▶ [Compito 1]:
Riporta parola per parola il passo del testo sul coming out di monsignor Charamsa compreso tra "L’ultimo scandalo che" e "la sconvolgente intervista.", estremi inclusi.
▶ [Compito 2]:
Secondo il testo sul coming out di monsignor Charamsa, in quale paese ha annunciato che si svolgerà il suo futuro?
▶ [Compito 3]:
Prosegui il testo sul coming out di monsignor Charamsa a partire dal punto in cui termina.

▶ [Sezione del documento]:
━━━━━━━━

I giornali lo hanno scritto a caratteri cubitali: il coming out di monsignor Charamsa, avvenuto proprio alla vigilia del Sinodo della Chiesa cattolica sulla famiglia, ha riportato alla ribalta la posizione del Vaticano nei confronti degli omosessuali. Ma il teologo polacco, segretario della Commissione teologica vaticana, componente della Congregazione per la dottrina della fede, autore di questa vera e propria deflagrazione, è andato oltre: presentando alla stampa il suo compagno di origini catalane, ha rivolto un appello alla Chiesa chiedendo di riconoscere una “famiglia anche per l’amore omosessuale”. Inutile dire che l’unica reazione delle gerarchie vaticane è stata quella di rimuovere Krzysztof Charamsa da ogni incarico. Lui, da parte sua ha annunciato di avere pronto un libro in italiano e in polacco e che il suo futuro sarà in Spagna, proprio con l’uomo che ama da anni.

L’ultimo scandalo che ha fatto irruzione nei giorni del Sinodo sulla Famiglia, svoltosi dal 3 al 25 ottobre, è stata l’intervista raccolta dal programma L’Aria che tira su La7 a don Gino Flaim, collaboratore pastorale della chiesa di San Pio X a Trento, che ha giustificato i pedofili – perchè “sono i bimbi che cercano affetto” – e condannando gli omosessuali. Il prete, poi rimosso dal suo incarico, non ha smentito e ha confermato quanto detto, durante la sconvolgente intervista.

━━━━━━━━

▶ [Dati mostrati]:
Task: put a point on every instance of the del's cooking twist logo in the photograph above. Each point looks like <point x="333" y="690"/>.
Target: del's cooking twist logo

━━━━━━━━

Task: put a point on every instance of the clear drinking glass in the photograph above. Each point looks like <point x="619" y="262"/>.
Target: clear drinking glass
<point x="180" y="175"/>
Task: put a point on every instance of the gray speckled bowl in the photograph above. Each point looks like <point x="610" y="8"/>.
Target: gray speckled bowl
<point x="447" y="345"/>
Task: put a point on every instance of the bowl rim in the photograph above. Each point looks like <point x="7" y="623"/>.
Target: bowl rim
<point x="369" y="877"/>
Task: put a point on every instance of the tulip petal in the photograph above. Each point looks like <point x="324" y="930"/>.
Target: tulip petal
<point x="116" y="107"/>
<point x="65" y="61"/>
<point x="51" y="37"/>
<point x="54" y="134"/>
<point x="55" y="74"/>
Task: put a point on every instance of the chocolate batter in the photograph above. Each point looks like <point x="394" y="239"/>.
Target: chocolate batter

━━━━━━━━

▶ [Risposta corretta 1]:
L’ultimo scandalo che ha fatto irruzione nei giorni del Sinodo sulla Famiglia, svoltosi dal 3 al 25 ottobre, è stata l’intervista raccolta dal programma L’Aria che tira su La7 a don Gino Flaim, collaboratore pastorale della chiesa di San Pio X a Trento, che ha giustificato i pedofili – perchè “sono i bimbi che cercano affetto” – e condannando gli omosessuali. Il prete, poi rimosso dal suo incarico, non ha smentito e ha confermato quanto detto, durante la sconvolgente intervista.

▶ [Risposta corretta 2]:
In Spagna.

▶ [Risposta corretta 3]:
È stato un Sinodo attraversato da polemiche, nuovi e vecchi scandali, ataviche ipocrisie e una svolta “a destra” che ha deluso il fronte progressista che tanto ha sperato, evidentemente illudendosi, in papa Francesco. L’arcivescovo di Parigi Vingt-Trois, subito dopo l’apertura dei lavori, era stato chiaro avvisando i giornalisti: “se vi aspettate stravolgimenti nella dottrina resterete delusi”. E così è stato.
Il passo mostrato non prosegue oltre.